**** DATA EXCERPTS

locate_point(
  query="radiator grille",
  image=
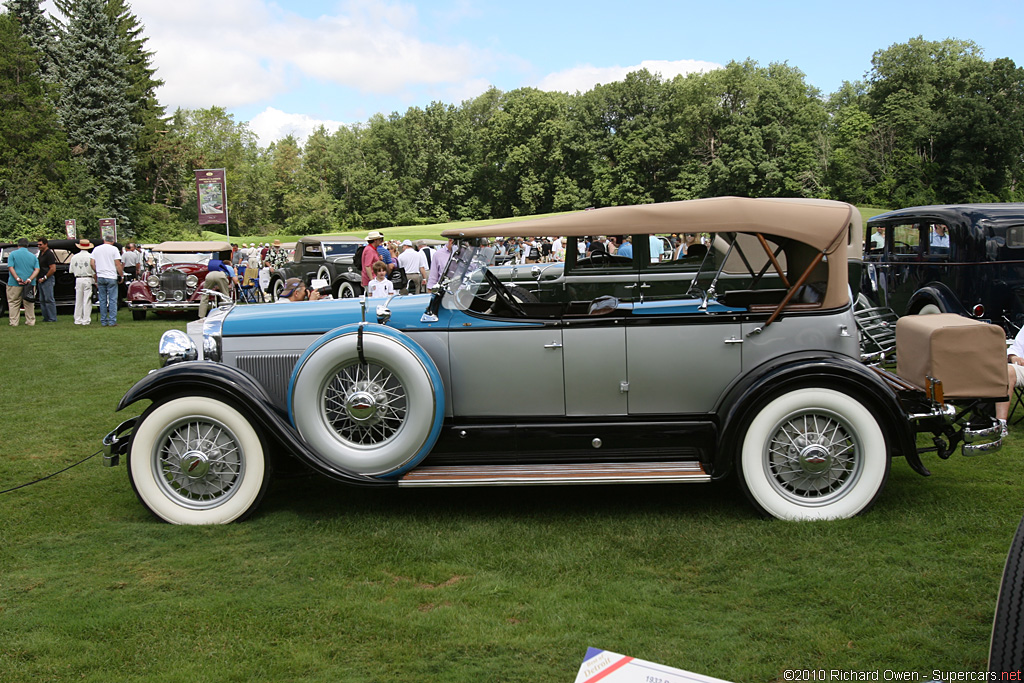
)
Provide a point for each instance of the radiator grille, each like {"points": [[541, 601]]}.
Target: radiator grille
{"points": [[271, 371], [171, 282]]}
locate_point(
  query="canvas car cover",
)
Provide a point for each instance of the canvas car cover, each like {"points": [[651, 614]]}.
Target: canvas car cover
{"points": [[969, 356]]}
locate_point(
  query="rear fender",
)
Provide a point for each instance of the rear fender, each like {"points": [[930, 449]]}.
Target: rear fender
{"points": [[835, 372]]}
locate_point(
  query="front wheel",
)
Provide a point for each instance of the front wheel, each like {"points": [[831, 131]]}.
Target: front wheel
{"points": [[198, 461], [813, 454]]}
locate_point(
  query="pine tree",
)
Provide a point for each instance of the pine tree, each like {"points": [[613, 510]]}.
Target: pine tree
{"points": [[40, 32], [94, 103]]}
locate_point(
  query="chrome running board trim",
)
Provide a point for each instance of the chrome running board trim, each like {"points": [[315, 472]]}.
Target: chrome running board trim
{"points": [[577, 473]]}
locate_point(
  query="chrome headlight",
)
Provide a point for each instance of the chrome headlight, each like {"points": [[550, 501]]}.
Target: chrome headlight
{"points": [[175, 347], [212, 327]]}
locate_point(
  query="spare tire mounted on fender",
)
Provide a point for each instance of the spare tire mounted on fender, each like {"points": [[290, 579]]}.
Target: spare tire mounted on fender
{"points": [[377, 413]]}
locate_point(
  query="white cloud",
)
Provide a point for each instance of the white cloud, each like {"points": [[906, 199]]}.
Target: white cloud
{"points": [[585, 77], [236, 52], [271, 124]]}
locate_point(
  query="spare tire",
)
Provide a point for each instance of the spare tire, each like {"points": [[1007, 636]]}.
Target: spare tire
{"points": [[370, 401]]}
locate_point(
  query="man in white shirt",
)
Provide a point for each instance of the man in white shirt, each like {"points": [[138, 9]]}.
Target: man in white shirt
{"points": [[415, 265], [81, 266], [105, 262]]}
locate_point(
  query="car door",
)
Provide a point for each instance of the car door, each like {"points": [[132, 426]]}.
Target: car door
{"points": [[680, 364], [507, 370]]}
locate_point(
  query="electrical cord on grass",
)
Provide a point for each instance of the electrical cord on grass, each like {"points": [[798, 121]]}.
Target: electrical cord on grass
{"points": [[51, 475]]}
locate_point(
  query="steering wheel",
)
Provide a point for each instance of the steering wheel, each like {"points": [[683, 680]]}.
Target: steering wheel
{"points": [[502, 293]]}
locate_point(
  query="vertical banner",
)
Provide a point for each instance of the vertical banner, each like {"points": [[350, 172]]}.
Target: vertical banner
{"points": [[109, 227], [211, 195]]}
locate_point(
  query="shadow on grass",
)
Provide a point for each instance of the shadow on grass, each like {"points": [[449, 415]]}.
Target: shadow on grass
{"points": [[322, 499]]}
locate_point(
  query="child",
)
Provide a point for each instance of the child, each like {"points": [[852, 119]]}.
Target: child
{"points": [[380, 286]]}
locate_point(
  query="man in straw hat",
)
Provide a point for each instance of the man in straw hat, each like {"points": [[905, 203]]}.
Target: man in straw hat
{"points": [[81, 266]]}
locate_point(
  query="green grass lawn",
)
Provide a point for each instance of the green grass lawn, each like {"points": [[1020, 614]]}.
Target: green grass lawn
{"points": [[328, 583]]}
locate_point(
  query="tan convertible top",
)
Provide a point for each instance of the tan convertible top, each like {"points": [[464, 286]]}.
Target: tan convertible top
{"points": [[189, 247], [813, 221]]}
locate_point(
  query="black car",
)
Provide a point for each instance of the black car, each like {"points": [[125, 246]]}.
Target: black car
{"points": [[64, 281], [323, 257], [966, 259]]}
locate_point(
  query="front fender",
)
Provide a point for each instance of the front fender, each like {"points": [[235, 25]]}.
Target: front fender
{"points": [[941, 296], [833, 371], [237, 388]]}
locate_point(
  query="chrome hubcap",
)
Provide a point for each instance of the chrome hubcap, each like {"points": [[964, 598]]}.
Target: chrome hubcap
{"points": [[365, 404], [198, 462]]}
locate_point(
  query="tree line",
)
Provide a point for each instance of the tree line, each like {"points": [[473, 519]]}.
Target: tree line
{"points": [[82, 135]]}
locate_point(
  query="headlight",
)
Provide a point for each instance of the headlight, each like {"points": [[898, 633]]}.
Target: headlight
{"points": [[212, 326], [175, 347]]}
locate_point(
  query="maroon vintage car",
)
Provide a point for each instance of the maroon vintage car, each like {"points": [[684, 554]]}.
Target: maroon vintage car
{"points": [[173, 276]]}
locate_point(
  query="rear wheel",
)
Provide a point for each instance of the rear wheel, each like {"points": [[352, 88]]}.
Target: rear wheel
{"points": [[198, 461], [813, 454], [1007, 650]]}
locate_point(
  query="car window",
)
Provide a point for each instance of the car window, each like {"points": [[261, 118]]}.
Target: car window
{"points": [[1015, 237]]}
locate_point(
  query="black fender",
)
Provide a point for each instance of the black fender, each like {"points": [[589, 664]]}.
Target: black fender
{"points": [[941, 296], [235, 387], [793, 372]]}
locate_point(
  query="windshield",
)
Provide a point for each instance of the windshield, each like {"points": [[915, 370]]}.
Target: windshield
{"points": [[467, 271]]}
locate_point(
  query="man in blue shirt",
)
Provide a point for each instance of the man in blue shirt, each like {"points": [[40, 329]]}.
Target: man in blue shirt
{"points": [[23, 266]]}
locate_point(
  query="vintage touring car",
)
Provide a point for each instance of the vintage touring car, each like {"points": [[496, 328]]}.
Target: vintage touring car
{"points": [[742, 359]]}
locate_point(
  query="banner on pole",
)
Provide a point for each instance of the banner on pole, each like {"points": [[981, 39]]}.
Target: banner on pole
{"points": [[211, 196], [109, 227]]}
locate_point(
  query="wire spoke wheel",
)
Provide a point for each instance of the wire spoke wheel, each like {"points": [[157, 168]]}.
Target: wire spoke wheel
{"points": [[198, 461], [365, 403], [812, 456]]}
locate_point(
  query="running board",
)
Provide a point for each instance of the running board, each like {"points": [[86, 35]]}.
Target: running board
{"points": [[511, 475]]}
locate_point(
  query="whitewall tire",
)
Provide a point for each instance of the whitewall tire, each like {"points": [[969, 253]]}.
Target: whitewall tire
{"points": [[378, 418], [198, 461], [813, 454]]}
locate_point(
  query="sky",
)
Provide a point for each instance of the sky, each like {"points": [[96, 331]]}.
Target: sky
{"points": [[290, 66]]}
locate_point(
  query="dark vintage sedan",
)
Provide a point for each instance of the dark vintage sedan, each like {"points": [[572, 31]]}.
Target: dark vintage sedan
{"points": [[966, 259], [324, 257], [474, 385], [172, 279]]}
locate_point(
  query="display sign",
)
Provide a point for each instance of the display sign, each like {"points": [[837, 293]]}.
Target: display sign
{"points": [[109, 228], [211, 196], [610, 668]]}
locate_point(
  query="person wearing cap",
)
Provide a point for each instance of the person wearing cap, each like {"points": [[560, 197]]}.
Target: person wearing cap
{"points": [[296, 290], [275, 257], [81, 266], [370, 254], [22, 270], [415, 265]]}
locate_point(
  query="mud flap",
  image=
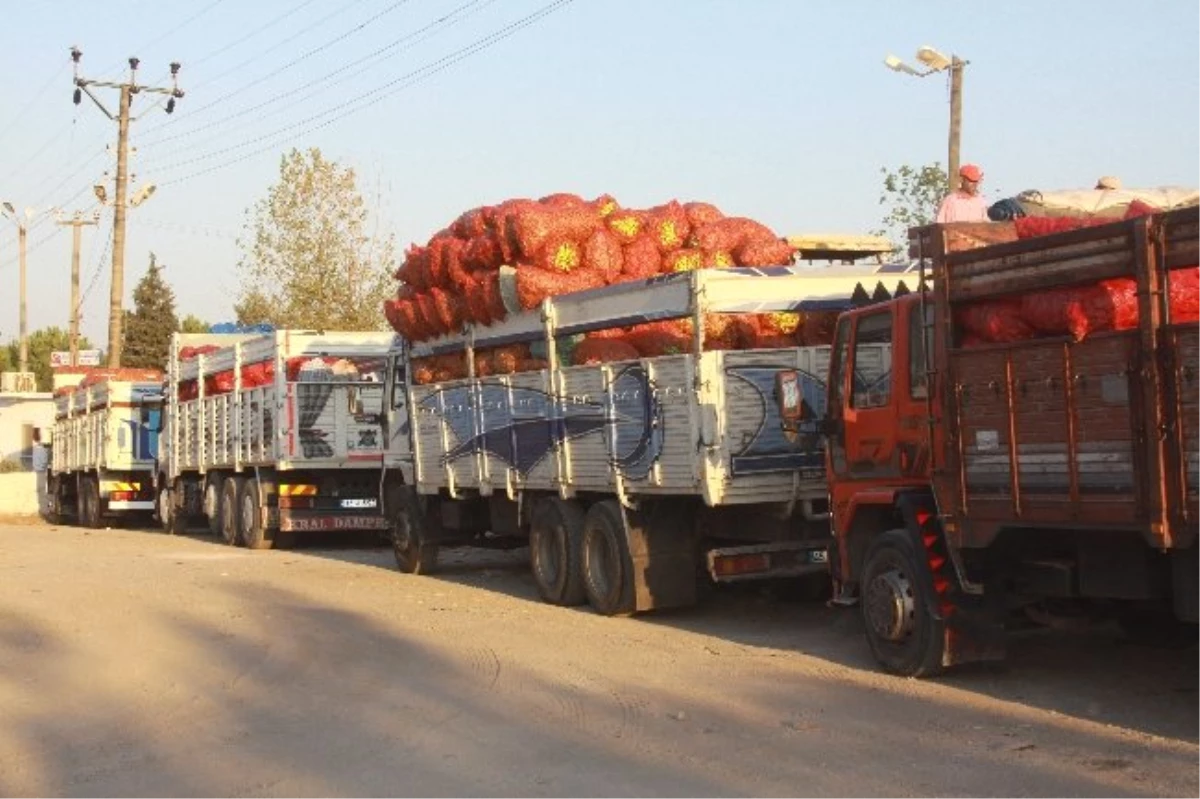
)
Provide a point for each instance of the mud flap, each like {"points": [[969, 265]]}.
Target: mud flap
{"points": [[973, 622], [663, 553]]}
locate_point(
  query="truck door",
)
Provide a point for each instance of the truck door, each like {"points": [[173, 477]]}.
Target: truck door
{"points": [[865, 434]]}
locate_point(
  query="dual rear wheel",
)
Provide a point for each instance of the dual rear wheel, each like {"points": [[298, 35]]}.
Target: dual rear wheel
{"points": [[577, 556]]}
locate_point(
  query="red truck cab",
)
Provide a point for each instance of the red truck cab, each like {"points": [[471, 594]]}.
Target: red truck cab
{"points": [[1051, 475]]}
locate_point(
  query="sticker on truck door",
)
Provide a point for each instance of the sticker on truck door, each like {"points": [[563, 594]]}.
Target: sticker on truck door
{"points": [[987, 440]]}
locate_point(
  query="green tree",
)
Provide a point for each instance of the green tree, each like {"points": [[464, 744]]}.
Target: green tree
{"points": [[193, 324], [148, 329], [41, 344], [256, 308], [910, 197], [307, 257]]}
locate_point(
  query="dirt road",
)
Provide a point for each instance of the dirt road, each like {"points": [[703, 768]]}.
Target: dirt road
{"points": [[139, 665]]}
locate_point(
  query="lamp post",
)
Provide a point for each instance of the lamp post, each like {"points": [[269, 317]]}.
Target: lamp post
{"points": [[935, 62], [22, 223]]}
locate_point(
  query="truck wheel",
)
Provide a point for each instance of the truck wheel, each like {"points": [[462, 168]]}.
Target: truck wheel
{"points": [[409, 539], [556, 536], [227, 510], [607, 566], [171, 517], [213, 504], [89, 503], [904, 636], [253, 534]]}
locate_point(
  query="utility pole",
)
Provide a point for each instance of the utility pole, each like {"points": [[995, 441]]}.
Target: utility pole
{"points": [[22, 234], [934, 64], [127, 90], [77, 224], [957, 67]]}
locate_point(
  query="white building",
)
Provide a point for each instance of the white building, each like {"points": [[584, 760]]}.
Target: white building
{"points": [[21, 415]]}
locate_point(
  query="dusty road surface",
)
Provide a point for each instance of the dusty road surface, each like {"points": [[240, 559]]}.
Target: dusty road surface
{"points": [[138, 665]]}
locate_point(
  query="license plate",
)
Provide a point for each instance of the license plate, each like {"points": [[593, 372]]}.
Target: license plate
{"points": [[334, 523]]}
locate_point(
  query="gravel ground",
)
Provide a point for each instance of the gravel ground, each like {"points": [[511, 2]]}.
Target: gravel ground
{"points": [[141, 665]]}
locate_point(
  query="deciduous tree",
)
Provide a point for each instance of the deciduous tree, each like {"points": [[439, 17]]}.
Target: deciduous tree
{"points": [[910, 197], [307, 257]]}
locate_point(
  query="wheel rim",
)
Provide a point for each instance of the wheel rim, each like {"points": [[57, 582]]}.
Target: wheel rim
{"points": [[247, 511], [891, 606], [229, 517], [601, 557], [211, 498]]}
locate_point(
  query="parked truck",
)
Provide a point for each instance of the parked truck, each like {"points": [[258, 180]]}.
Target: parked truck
{"points": [[1049, 476], [102, 460], [270, 434], [630, 480]]}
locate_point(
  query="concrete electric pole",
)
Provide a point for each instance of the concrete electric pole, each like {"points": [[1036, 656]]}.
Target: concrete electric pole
{"points": [[955, 67], [77, 224], [120, 202], [935, 62]]}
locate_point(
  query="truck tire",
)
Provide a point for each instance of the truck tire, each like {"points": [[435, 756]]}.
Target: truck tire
{"points": [[227, 511], [415, 554], [213, 504], [172, 518], [904, 636], [250, 517], [556, 540], [90, 515], [607, 565]]}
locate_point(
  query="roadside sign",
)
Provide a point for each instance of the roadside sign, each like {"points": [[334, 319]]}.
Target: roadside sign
{"points": [[87, 358]]}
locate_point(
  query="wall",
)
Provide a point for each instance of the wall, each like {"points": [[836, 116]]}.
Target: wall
{"points": [[18, 493], [16, 412]]}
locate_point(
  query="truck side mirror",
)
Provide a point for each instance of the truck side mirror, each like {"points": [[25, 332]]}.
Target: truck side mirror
{"points": [[790, 398]]}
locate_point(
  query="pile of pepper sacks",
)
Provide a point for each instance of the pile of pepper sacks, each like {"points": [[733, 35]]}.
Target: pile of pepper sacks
{"points": [[563, 244]]}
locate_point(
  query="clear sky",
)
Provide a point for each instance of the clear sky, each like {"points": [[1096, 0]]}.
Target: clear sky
{"points": [[777, 109]]}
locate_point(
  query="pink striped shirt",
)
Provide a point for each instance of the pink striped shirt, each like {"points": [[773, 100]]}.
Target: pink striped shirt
{"points": [[960, 206]]}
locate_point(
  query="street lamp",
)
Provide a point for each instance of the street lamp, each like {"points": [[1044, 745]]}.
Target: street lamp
{"points": [[22, 230], [935, 61]]}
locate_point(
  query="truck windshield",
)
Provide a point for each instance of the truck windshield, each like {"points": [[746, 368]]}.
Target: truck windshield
{"points": [[873, 372]]}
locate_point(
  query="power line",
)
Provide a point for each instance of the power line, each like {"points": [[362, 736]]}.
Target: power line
{"points": [[354, 104], [337, 11], [108, 71], [37, 95], [286, 14], [304, 56], [445, 22]]}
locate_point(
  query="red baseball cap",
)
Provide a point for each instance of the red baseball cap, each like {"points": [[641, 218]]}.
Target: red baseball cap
{"points": [[971, 172]]}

********

EXERCISE AIM: In the data above, find the line with "Target: green tree" and the line with "Provide a point for each instance of the lamp". Retype both, plus every line between them, exactly.

ANSWER FOR THIS EXERCISE:
Target: green tree
{"points": [[193, 324], [148, 329], [41, 344], [256, 308], [910, 197], [307, 257]]}
locate_point(
  query="dirt road",
)
Provide a point for each instance of the dirt road, each like {"points": [[703, 768]]}.
Target: dirt road
{"points": [[139, 665]]}
locate_point(
  query="lamp post",
)
Provide a point for each instance of the lamp post, each like {"points": [[269, 317]]}.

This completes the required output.